PROBLEM TO SOLVE » Gather each line of the records below that contains the string "navy". Case is significant.

[Begin INPUT DATA]

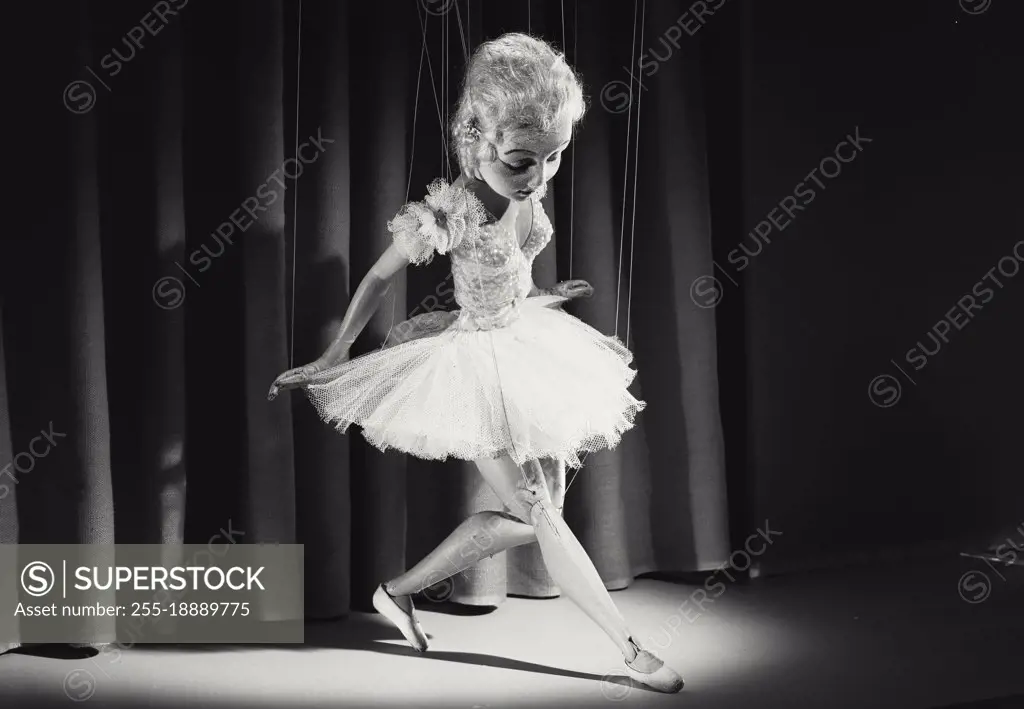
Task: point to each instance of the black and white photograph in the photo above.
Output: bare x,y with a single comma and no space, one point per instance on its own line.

[End INPUT DATA]
[Begin INPUT DATA]

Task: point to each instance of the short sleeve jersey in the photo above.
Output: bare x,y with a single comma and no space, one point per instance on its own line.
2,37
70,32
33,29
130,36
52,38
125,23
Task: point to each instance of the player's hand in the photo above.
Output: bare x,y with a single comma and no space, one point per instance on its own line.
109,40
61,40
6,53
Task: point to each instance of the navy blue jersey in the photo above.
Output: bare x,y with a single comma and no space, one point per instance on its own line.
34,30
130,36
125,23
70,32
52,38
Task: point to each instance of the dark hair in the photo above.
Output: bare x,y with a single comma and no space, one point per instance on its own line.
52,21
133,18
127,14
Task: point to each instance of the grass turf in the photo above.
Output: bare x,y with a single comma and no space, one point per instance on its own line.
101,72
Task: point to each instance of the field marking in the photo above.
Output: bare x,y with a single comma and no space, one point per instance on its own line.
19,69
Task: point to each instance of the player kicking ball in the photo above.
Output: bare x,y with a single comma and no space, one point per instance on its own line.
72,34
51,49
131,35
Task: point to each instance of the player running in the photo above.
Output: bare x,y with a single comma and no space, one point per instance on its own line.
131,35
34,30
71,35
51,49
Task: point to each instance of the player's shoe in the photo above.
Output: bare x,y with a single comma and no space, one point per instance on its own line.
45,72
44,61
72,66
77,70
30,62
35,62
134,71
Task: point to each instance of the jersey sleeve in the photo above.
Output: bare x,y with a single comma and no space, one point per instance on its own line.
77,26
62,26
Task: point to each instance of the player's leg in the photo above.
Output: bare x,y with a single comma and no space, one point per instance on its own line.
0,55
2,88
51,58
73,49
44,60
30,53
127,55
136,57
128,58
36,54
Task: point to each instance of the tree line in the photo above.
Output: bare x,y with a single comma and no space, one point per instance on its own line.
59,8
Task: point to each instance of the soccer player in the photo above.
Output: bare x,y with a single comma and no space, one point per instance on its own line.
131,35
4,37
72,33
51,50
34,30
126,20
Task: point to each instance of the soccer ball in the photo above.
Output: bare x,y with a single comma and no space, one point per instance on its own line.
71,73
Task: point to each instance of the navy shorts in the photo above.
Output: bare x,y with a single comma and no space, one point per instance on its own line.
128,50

[End INPUT DATA]

CORRECT RESULT »
Task: point to each instance of the navy blue jersey in the photo above.
Task: point to each instance of the navy shorts in the photo above.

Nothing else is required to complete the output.